→ **OBJECTIVE 1**:
Reproduce the full passage on using user-generated content, word for word.

→ **DOCUMENT TEXT**:
# # #

Effectively using user-generated content

As a brand publisher, you’re not simply a humble purveyor of in-house content — you’re in charge of your very own content ecosystem, and you can feature whatever you want. User-generated content (UGC) is perfect for this scenario, because it has so many benefits: it entertains your audience, brings in their feedback (important, as we’ve just seen), provides fresh perspectives, and takes some of the load off your content production team.

Coca Cola innovated with its ‘Share a Coke with’ campaign in a time (2011) when the concept of UGC was very fresh (and only fairly recently made possible through the mainstream acceptance of social media). People really wanted to be involved and produced a lot of visual content that made the Coca Cola brand look great.

# # #

→ **PROVIDED DATA**:
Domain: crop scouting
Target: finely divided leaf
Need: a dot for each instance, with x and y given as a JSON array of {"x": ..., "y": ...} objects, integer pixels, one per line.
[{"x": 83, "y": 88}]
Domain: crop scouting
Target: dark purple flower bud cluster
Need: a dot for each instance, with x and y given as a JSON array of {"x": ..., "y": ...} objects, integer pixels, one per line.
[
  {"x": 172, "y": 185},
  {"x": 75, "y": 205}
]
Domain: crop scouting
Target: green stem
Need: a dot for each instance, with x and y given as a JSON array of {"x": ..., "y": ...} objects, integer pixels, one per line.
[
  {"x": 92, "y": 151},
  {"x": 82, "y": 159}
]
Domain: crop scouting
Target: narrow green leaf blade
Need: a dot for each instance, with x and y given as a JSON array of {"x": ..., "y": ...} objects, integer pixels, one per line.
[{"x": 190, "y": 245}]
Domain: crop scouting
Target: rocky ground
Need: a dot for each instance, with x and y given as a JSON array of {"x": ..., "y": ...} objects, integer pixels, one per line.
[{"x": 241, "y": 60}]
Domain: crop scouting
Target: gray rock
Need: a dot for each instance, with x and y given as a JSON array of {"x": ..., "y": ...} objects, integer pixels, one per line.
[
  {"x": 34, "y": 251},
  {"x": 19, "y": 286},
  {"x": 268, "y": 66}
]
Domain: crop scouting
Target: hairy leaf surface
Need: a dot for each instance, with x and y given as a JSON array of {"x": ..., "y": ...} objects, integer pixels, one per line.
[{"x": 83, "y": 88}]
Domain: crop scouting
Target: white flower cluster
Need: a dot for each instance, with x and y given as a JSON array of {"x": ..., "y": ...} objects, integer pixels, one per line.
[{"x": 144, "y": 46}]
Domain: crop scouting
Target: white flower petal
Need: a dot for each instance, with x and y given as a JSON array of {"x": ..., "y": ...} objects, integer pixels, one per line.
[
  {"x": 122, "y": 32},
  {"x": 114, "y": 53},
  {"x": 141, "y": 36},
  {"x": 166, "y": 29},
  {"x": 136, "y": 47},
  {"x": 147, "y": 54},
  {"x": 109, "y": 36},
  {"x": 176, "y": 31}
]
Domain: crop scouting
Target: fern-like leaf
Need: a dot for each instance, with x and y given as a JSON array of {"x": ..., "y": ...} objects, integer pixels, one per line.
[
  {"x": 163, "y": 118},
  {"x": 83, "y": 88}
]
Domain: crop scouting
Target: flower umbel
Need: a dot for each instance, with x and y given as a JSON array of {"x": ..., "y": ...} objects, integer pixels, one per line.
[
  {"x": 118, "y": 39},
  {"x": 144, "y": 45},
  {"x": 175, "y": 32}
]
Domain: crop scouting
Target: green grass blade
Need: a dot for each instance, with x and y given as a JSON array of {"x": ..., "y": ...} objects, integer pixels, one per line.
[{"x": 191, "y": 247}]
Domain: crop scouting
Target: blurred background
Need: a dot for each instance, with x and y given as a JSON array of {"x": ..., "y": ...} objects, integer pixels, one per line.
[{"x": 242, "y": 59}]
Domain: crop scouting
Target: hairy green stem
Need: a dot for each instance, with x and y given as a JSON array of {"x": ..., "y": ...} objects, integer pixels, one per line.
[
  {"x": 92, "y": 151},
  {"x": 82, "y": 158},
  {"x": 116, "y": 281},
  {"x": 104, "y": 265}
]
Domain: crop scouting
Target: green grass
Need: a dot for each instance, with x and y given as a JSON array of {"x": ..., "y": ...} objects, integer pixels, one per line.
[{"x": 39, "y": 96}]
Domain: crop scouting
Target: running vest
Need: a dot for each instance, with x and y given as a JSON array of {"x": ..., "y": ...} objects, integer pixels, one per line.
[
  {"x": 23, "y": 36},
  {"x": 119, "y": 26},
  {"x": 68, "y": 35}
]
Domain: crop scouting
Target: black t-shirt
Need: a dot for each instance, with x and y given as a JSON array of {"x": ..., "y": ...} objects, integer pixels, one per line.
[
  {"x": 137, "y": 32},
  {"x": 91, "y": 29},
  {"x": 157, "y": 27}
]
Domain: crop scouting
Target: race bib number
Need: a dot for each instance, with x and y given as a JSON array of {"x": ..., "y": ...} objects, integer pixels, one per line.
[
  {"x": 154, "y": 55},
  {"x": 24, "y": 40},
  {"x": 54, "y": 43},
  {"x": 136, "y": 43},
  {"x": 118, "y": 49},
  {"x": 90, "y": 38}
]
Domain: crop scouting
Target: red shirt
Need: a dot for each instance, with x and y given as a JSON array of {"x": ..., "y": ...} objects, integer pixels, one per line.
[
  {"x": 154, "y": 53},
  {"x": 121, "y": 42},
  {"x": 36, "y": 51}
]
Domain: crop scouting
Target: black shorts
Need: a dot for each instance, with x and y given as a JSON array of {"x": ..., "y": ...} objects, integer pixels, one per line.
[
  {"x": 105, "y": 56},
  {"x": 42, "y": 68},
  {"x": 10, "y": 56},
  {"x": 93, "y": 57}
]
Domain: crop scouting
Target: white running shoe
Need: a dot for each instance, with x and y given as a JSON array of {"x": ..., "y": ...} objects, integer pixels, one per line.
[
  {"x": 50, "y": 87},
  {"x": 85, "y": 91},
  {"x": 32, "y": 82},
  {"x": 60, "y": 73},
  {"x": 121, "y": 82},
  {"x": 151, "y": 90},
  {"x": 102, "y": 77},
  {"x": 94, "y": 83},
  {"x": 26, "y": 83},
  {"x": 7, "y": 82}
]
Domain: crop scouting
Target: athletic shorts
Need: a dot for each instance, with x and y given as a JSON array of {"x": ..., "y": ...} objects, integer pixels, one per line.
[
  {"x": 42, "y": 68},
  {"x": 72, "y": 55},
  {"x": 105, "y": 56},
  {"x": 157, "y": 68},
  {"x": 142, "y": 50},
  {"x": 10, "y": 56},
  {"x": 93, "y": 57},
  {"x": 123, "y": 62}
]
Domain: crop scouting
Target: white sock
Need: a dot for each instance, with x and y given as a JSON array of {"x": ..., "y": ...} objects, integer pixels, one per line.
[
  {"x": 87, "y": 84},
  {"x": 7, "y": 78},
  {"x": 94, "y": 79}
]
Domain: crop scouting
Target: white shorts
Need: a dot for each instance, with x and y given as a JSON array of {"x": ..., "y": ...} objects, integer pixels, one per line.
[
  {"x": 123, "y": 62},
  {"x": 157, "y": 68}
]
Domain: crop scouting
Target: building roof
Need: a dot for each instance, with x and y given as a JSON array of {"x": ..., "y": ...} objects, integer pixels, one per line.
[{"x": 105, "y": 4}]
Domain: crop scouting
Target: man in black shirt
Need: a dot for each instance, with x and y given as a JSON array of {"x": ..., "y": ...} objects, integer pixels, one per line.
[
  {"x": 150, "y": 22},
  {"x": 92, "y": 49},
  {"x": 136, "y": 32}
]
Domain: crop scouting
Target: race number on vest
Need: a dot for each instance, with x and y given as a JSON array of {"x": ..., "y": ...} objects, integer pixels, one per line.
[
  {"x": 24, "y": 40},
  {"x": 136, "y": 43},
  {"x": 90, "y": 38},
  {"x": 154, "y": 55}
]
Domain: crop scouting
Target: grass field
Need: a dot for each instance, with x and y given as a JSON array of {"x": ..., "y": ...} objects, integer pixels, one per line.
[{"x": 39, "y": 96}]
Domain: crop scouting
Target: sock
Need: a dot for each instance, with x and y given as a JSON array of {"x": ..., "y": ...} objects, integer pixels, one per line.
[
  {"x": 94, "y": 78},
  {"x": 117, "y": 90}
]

# # #

→ **OBJECTIVE 2**:
List every line in the rows that contains the string "shorts".

→ **RESPONSE 1**:
Effectively using user-generated content

As a brand publisher, you’re not simply a humble purveyor of in-house content — you’re in charge of your very own content ecosystem, and you can feature whatever you want. User-generated content (UGC) is perfect for this scenario, because it has so many benefits: it entertains your audience, brings in their feedback (important, as we’ve just seen), provides fresh perspectives, and takes some of the load off your content production team.

Coca Cola innovated with its ‘Share a Coke with’ campaign in a time (2011) when the concept of UGC was very fresh (and only fairly recently made possible through the mainstream acceptance of social media). People really wanted to be involved and produced a lot of visual content that made the Coca Cola brand look great.

→ **RESPONSE 2**:
Target: black shorts
Target: athletic shorts
Target: white shorts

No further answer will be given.